(Registros del conjunto de datos)
══════════════════════════════
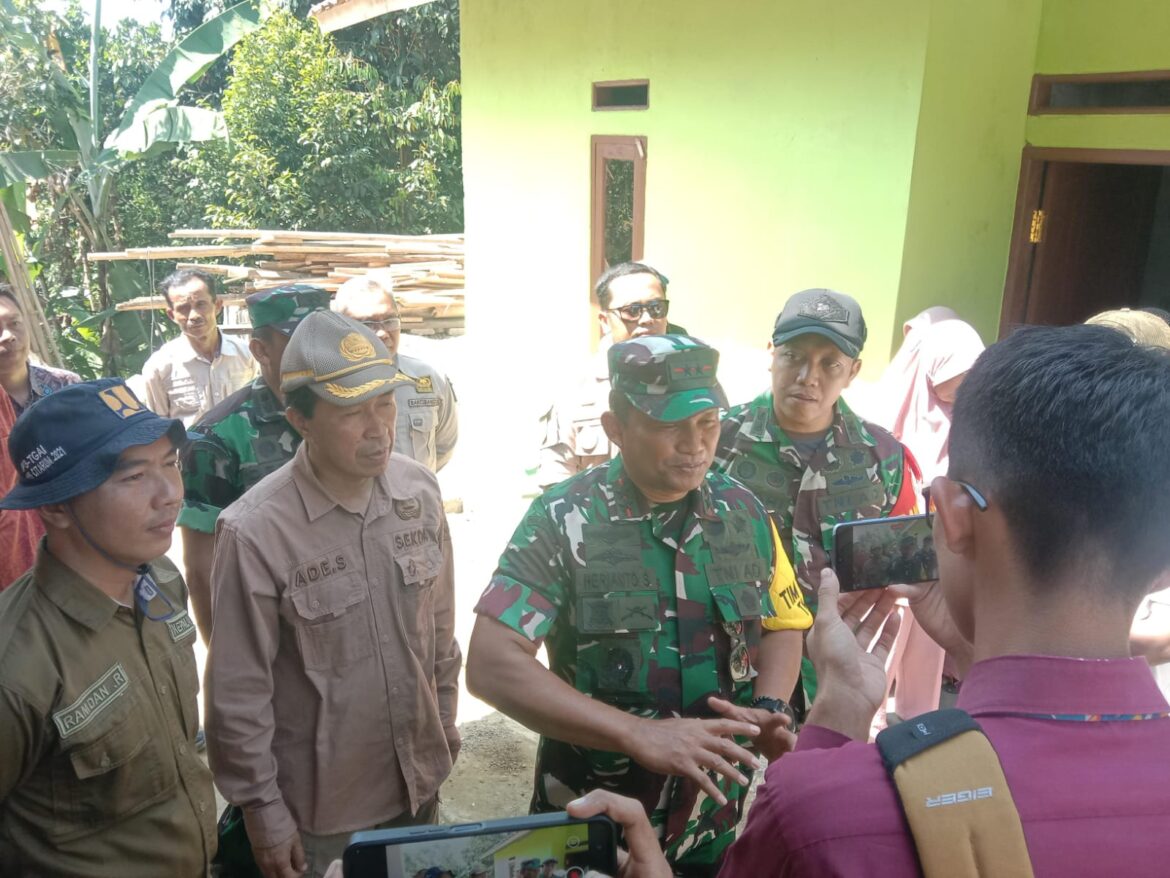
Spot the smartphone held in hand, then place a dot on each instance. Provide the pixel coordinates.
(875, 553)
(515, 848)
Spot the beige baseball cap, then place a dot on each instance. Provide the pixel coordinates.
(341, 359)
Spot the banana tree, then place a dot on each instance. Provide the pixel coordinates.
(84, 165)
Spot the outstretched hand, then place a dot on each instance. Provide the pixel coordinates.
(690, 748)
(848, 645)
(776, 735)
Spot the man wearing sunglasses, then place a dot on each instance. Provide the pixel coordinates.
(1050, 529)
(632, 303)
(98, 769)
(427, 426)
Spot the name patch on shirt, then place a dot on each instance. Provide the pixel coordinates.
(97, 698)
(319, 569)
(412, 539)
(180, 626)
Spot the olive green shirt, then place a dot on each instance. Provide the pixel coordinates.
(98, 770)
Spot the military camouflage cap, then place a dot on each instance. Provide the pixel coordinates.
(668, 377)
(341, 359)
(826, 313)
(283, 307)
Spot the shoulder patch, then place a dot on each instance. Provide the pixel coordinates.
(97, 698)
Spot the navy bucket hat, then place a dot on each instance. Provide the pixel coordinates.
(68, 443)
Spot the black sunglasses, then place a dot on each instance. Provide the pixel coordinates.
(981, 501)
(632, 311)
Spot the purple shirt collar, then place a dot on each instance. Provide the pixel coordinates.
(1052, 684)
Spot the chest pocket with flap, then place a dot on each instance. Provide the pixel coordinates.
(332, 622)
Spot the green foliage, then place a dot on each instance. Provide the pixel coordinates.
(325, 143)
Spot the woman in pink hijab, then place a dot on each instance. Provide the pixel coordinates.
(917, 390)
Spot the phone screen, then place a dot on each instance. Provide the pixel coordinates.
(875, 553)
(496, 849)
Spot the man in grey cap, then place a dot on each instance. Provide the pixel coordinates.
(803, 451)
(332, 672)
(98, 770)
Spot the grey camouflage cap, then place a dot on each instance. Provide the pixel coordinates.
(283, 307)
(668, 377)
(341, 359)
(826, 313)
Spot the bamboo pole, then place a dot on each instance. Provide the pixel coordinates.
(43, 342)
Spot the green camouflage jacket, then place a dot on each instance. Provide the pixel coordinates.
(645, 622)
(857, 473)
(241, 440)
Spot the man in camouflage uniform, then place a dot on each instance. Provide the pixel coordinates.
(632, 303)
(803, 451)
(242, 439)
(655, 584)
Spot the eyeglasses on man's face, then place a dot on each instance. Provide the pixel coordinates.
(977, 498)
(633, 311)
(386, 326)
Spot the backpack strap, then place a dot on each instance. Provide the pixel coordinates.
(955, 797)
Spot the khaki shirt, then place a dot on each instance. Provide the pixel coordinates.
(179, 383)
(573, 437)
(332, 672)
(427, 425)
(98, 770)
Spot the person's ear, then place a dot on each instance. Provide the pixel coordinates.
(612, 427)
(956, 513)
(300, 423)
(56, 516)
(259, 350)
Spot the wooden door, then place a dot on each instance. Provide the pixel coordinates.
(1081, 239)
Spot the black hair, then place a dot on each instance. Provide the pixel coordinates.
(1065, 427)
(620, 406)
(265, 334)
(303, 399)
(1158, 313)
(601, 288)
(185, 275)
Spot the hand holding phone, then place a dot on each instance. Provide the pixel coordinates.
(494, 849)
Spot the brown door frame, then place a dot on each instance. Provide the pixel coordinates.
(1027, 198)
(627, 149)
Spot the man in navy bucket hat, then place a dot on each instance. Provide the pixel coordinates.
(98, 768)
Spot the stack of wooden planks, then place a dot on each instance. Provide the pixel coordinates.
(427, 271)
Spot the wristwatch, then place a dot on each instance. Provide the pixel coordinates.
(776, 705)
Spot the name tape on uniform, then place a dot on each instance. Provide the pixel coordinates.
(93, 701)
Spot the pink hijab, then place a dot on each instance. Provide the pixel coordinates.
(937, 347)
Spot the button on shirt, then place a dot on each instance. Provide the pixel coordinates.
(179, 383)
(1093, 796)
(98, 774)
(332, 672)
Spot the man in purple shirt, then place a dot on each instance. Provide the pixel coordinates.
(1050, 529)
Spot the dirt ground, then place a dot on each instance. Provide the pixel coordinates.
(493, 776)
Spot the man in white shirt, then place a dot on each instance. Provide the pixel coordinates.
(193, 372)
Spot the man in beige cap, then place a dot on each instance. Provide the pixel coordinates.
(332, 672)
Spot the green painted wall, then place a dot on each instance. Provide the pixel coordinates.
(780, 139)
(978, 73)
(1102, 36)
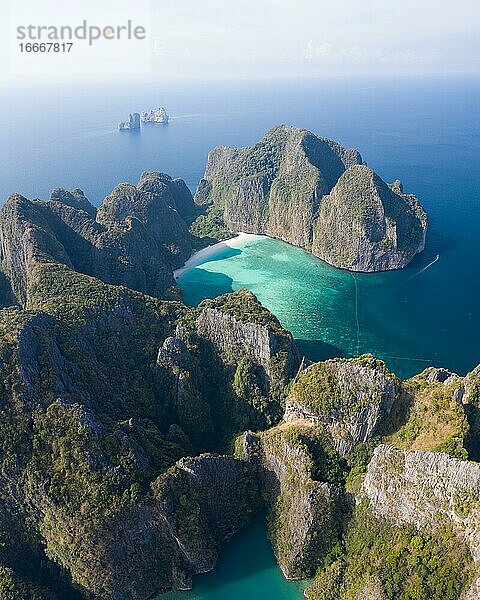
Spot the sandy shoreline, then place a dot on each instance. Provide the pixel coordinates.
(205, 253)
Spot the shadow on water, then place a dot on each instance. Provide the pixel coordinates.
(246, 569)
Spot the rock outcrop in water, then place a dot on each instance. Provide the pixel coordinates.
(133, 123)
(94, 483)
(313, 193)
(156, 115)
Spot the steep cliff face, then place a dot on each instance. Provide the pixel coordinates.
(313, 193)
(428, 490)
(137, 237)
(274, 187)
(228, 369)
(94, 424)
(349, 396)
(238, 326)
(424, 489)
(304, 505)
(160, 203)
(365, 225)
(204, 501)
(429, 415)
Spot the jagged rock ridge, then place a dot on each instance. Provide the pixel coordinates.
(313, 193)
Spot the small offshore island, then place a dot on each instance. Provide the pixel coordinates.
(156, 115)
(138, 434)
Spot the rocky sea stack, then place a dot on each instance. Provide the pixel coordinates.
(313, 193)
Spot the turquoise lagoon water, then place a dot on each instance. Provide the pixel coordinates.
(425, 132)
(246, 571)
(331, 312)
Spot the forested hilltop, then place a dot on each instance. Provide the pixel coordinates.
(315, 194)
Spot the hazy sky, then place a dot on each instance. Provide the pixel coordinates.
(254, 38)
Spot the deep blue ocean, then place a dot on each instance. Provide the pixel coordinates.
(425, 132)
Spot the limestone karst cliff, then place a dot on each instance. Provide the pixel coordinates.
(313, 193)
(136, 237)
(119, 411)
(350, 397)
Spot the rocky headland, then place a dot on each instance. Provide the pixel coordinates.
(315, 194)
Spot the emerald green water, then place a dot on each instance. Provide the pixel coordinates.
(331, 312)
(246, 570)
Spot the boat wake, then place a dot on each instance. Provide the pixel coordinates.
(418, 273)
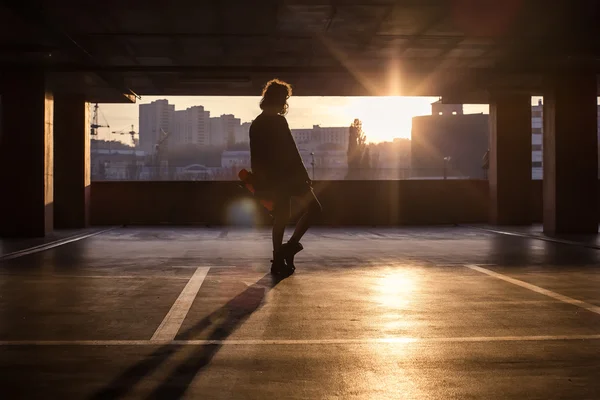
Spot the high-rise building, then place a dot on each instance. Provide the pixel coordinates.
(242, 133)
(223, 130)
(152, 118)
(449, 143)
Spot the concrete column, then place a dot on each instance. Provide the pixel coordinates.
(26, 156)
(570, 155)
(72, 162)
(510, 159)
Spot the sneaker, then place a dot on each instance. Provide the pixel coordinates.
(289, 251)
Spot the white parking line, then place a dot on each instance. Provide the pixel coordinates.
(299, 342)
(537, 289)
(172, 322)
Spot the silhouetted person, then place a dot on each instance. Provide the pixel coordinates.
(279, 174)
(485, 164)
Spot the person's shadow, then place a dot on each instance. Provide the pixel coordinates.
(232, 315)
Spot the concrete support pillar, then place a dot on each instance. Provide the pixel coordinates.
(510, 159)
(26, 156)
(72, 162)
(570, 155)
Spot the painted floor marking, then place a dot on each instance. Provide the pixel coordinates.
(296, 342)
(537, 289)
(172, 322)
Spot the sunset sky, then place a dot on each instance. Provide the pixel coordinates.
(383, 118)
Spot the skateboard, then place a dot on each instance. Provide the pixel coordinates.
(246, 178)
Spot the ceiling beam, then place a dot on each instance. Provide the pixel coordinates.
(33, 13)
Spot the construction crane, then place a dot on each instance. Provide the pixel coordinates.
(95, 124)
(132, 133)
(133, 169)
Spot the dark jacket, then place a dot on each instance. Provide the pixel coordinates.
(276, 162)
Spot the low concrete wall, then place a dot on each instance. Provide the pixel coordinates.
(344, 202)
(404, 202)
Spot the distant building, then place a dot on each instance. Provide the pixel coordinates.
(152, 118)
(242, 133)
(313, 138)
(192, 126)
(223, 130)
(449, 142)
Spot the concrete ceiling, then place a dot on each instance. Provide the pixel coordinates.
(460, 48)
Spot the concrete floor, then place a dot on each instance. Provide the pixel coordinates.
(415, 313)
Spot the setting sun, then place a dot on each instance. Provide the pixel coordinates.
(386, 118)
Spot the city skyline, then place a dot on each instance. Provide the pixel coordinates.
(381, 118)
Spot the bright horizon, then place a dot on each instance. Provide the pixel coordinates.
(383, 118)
══════════════════════════════
* TAREA PROPUESTA
Copia de nuevo las líneas de los registros desde la que contiene "Spot the city" hasta el final de los registros, ambos extremos incluidos. Cambia "bright horizon" por "glowing horizon" y deja todo lo demás igual.

* SOLUCIÓN DEL PROBLEMA
Spot the city skyline, then place a dot on each instance. Provide the pixel coordinates.
(381, 118)
Spot the glowing horizon, then place a dot on each instance. Provide the pixel coordinates.
(383, 118)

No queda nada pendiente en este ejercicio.